-- begin Extracted data --

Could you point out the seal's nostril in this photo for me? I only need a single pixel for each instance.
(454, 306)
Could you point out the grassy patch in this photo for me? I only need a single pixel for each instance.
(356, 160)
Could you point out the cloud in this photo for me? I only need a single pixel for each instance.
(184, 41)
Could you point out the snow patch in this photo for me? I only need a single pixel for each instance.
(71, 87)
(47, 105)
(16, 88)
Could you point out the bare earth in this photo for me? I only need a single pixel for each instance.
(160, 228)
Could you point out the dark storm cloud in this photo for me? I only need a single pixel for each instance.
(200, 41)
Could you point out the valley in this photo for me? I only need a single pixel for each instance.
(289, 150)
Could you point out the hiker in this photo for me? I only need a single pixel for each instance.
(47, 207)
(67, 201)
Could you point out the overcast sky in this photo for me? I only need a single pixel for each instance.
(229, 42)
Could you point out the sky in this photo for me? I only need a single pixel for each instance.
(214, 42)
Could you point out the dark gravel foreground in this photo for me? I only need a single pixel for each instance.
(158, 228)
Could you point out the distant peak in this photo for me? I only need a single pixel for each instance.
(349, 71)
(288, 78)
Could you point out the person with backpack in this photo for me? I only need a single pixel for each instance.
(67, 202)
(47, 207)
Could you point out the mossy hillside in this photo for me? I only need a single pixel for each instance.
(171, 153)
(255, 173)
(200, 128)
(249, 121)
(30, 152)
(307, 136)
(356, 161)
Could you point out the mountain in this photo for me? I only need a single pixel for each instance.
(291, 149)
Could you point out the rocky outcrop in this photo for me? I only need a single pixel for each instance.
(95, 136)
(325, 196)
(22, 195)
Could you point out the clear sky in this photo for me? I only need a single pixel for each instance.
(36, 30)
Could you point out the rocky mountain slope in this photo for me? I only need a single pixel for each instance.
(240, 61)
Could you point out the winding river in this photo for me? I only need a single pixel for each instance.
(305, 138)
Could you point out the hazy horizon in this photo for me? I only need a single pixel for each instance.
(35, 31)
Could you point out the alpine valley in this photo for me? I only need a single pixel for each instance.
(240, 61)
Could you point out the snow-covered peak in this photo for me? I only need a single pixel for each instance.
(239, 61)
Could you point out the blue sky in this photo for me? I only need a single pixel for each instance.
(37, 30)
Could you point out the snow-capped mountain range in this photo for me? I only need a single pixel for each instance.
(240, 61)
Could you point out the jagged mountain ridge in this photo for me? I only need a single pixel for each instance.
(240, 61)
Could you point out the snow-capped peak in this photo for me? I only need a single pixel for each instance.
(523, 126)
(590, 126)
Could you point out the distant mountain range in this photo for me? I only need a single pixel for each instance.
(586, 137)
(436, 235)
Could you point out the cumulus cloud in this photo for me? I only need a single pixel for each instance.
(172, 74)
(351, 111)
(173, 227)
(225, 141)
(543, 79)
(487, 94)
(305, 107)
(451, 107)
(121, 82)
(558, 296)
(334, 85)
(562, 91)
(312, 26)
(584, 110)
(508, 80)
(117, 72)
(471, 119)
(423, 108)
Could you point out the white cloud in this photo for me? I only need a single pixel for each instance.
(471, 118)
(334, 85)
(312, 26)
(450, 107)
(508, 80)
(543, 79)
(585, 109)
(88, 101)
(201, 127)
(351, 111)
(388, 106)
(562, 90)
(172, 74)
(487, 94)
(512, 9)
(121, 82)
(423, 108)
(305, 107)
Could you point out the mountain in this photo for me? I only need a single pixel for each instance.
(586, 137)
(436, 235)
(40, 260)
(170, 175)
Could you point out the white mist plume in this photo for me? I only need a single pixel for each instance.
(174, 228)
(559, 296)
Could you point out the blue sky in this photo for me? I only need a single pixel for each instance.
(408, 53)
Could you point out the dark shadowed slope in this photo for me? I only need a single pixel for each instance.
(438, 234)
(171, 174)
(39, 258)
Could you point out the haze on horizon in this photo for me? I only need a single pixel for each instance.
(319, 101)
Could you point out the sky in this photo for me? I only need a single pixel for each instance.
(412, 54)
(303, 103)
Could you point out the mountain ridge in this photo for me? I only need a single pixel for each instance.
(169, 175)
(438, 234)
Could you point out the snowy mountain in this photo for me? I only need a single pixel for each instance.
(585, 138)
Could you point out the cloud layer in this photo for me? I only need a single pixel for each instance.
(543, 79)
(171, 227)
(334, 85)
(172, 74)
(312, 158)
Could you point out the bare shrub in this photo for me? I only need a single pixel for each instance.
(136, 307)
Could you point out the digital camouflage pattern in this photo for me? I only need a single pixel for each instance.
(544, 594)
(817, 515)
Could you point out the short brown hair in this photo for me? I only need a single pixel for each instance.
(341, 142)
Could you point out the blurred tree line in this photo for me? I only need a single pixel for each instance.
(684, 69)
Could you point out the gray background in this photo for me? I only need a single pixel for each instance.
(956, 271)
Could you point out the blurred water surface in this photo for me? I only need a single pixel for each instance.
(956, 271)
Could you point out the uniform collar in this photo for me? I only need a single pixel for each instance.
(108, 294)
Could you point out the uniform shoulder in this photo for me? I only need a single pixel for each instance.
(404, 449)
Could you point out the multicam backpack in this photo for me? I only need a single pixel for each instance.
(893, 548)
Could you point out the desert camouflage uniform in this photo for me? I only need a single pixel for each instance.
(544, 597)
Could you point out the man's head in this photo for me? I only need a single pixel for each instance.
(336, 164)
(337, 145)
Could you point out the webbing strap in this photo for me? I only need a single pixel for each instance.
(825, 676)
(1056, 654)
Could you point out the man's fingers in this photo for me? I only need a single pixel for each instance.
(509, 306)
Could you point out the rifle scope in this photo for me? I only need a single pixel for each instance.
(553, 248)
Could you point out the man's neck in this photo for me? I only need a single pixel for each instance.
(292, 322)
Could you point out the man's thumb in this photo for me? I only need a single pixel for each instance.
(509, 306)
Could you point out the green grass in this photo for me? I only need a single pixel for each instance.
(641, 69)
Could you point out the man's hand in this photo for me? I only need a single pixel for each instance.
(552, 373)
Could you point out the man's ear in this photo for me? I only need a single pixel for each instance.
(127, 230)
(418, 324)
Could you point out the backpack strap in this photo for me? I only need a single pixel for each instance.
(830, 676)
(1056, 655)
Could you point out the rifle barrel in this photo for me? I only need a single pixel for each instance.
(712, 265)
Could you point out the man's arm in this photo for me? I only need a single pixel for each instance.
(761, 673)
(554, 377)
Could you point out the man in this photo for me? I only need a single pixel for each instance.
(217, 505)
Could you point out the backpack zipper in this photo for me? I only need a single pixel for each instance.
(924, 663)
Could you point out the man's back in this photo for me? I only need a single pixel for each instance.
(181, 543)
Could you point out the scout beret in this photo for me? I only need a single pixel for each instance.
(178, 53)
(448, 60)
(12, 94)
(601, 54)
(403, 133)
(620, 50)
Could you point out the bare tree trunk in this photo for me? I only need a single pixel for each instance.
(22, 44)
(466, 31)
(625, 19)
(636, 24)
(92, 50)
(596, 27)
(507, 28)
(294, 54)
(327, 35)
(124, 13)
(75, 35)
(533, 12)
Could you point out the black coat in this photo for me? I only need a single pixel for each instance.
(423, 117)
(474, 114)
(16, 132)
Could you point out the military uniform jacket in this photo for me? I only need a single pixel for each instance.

-- end Extracted data --

Required work
Put every line of the records above into a numbered list, skipping any blank lines.

Correct result
1. Could you point out the seal's nostril in this photo for me? I only need a single pixel for each instance.
2. (454, 306)
3. Could you point out the grassy patch in this photo for me? I only need a single pixel for each instance.
4. (356, 160)
5. Could you point out the cloud in this photo for me? I only need a single pixel for each instance.
6. (184, 41)
7. Could you point out the snow patch in this photo for me? I only need a single pixel for each instance.
8. (71, 87)
9. (47, 105)
10. (16, 88)
11. Could you point out the bare earth in this photo for me? I only need a single pixel for each instance.
12. (160, 228)
13. Could you point out the dark storm cloud in this photo for me? I only need a single pixel for each instance.
14. (200, 41)
15. Could you point out the valley in this photo for me? I only need a single pixel for each instance.
16. (289, 150)
17. Could you point out the hiker in this photo for me? I only need a single pixel for each instance.
18. (47, 207)
19. (67, 201)
20. Could you point out the overcast sky in this photo for me? I only need a single pixel for each instance.
21. (229, 42)
22. Could you point out the sky in this photo for me? I only need a single pixel for each instance.
23. (214, 42)
24. Could you point out the dark gravel foreground in this photo for me? I only need a single pixel for each instance.
25. (158, 228)
26. Could you point out the distant peak in this photo for me? I only need a single pixel for each instance.
27. (349, 71)
28. (288, 78)
29. Could you point out the person with backpack in this photo for me? I only need a single pixel for each instance.
30. (67, 202)
31. (47, 207)
32. Could you point out the mossy hillside in this photo for me? I only need a single pixel for each instance.
33. (171, 153)
34. (255, 173)
35. (200, 128)
36. (249, 121)
37. (30, 152)
38. (307, 136)
39. (356, 161)
40. Could you point out the mountain in this photo for me? I only need a single pixel for each instance.
41. (291, 149)
42. Could you point out the rocky outcrop in this photo for me? I only need a single pixel for each instance.
43. (95, 136)
44. (325, 196)
45. (22, 195)
46. Could you point out the clear sky in this photo for me? I only need a single pixel for each instance.
47. (36, 30)
48. Could you point out the rocky mountain slope in this photo for me? I only need a single pixel for each instance.
49. (240, 61)
50. Could you point out the winding river in this photo for me? I only need a single pixel for each instance.
51. (305, 138)
52. Could you point out the hazy horizon in this photo for me? I only need a single pixel for each instance.
53. (35, 31)
54. Could you point out the alpine valley in this photo for me? I only need a single pixel for each instance.
55. (240, 61)
56. Could you point out the snow-covered peak in this photo for me? I only need a single pixel for each instance.
57. (239, 61)
58. Could you point out the blue sky in this photo for me? I only need a single pixel for each instance.
59. (37, 30)
60. Could you point out the snow-capped mountain range in this photo for me? I only need a single pixel for each instance.
61. (240, 61)
62. Could you point out the jagged mountain ridge in this photo for me? I only need a single pixel for each instance.
63. (240, 61)
64. Could you point out the snow-capped peak in this photo for me? I only need a single pixel for each instance.
65. (523, 126)
66. (590, 126)
67. Could you point out the distant mountain range in this photo for me? I only need a single pixel for each instance.
68. (586, 137)
69. (436, 235)
70. Could you point out the cumulus cloud in this photo for me? I only need a single pixel for each instance.
71. (172, 74)
72. (351, 111)
73. (173, 227)
74. (225, 141)
75. (543, 79)
76. (487, 94)
77. (305, 107)
78. (451, 107)
79. (121, 82)
80. (558, 296)
81. (334, 85)
82. (562, 91)
83. (312, 26)
84. (584, 110)
85. (508, 80)
86. (117, 72)
87. (471, 119)
88. (423, 108)
89. Could you point out the white cloud in this photo for me? I only need a single pixel for each instance.
90. (471, 118)
91. (334, 85)
92. (312, 26)
93. (450, 107)
94. (508, 80)
95. (543, 79)
96. (585, 109)
97. (88, 101)
98. (201, 127)
99. (351, 111)
100. (388, 106)
101. (562, 90)
102. (172, 74)
103. (487, 94)
104. (512, 9)
105. (121, 82)
106. (423, 108)
107. (305, 107)
108. Could you point out the mountain in this photo for me? I only need a single pixel for each instance.
109. (586, 137)
110. (436, 235)
111. (40, 260)
112. (170, 175)
113. Could you point out the white mist plume in this photo for me? I only need a single pixel for each instance.
114. (174, 228)
115. (559, 296)
116. Could you point out the blue sky in this photo for me? I only need a single pixel for each instance.
117. (408, 53)
118. Could you point out the dark shadowed slope in this photo for me? I only need a single pixel for each instance.
119. (438, 234)
120. (171, 174)
121. (39, 258)
122. Could you point out the haze on horizon in this photo for me? I only need a single pixel for each instance.
123. (319, 101)
124. Could you point out the sky in this photo for me? I only need a single pixel for each instance.
125. (412, 54)
126. (303, 103)
127. Could you point out the mountain ridge in this photo for me? I only need a single pixel for each instance.
128. (169, 175)
129. (438, 234)
130. Could you point out the snowy mountain in this photo for me? I only need a single pixel for each instance.
131. (585, 138)
132. Could you point out the cloud layer in this photo for me? I only need a single pixel for each instance.
133. (543, 79)
134. (171, 227)
135. (334, 85)
136. (172, 74)
137. (312, 158)
138. Could you point out the bare shrub in this photo for me? I only need a single pixel for each instance.
139. (136, 307)
140. Could you point out the digital camouflage pattern in this photo for me? I only need a single pixel for each instance.
141. (544, 594)
142. (817, 515)
143. Could you point out the short brown hair in this photo for me? I only need a single pixel for each instance.
144. (341, 142)
145. Could you point out the blurred tree line in this photo for me? I only need a single pixel for each instance.
146. (684, 69)
147. Could you point out the gray background in this photo for me? I only need a single pixel for each instance.
148. (956, 271)
149. Could you point out the blurred water surface in this photo for me? I only need a single pixel for each instance.
150. (956, 271)
151. Could you point out the uniform collar in this photo for me? I only need a single pixel for each instance.
152. (108, 294)
153. Could you point out the uniform shoulder in this photo for me? I only need a single pixel for each instance.
154. (404, 449)
155. Could you point out the multicam backpack in this photo for me? I only need a single pixel for each instance.
156. (893, 548)
157. Could you point out the desert camouflage uniform in this photo for me? I only need a single pixel for each instance.
158. (544, 597)
159. Could you point out the man's head in this photo for me? I only need a single pixel for each instance.
160. (336, 164)
161. (337, 145)
162. Could you point out the webbing strap in this photo for me? I only need a single pixel for each instance.
163. (825, 676)
164. (1056, 654)
165. Could you point out the man's fingers in this photo for me? I only need a single pixel for each instance.
166. (509, 306)
167. Could you point out the rifle scope in this photo for me? I only need a single pixel for each instance.
168. (553, 248)
169. Could you point out the man's neck in this photo for me? I only need a single pixel for each instance.
170. (292, 322)
171. Could you point out the man's thumb in this photo for me? I only need a single pixel for each instance.
172. (509, 306)
173. Could you point out the green grass in this photo for me? I only need a single pixel for each instance.
174. (641, 69)
175. Could you point out the man's hand in this photo for me? I only need a single pixel for each instance.
176. (552, 373)
177. Could you point out the man's ear in this photo for me? I only need a single pixel for each instance.
178. (127, 230)
179. (418, 324)
180. Could you point out the backpack strap in this photo for me? I only need a single pixel for each instance.
181. (830, 676)
182. (1056, 655)
183. Could you point out the rifle barrel in this photo for me? I only need a single pixel for each instance.
184. (712, 265)
185. Could you point out the man's arm in this photo for me? I only need a single pixel for each instance.
186. (761, 673)
187. (554, 377)
188. Could you point out the man in this photo for me? I only need a single pixel for each instance.
189. (217, 505)
190. Could you point out the backpack zipper in this photo for me? I only need a single pixel for each instance.
191. (924, 663)
192. Could you point out the man's back in this photo for me? I only need a single pixel for each instance.
193. (181, 543)
194. Could you point out the scout beret in this photo for me? I only need a single pixel for each instance.
195. (178, 53)
196. (448, 60)
197. (12, 94)
198. (601, 54)
199. (403, 133)
200. (620, 50)
201. Could you point out the bare tree trunk in this photo for me? I only need a single pixel for each instance.
202. (22, 44)
203. (466, 31)
204. (625, 19)
205. (636, 24)
206. (92, 50)
207. (596, 27)
208. (507, 28)
209. (294, 54)
210. (327, 35)
211. (124, 13)
212. (75, 35)
213. (533, 12)
214. Could you point out the black coat in this photo for me? I only need a single pixel for each instance.
215. (423, 117)
216. (474, 114)
217. (16, 132)
218. Could you point out the military uniform jacket in this photo for me? I only need a single pixel for each instance.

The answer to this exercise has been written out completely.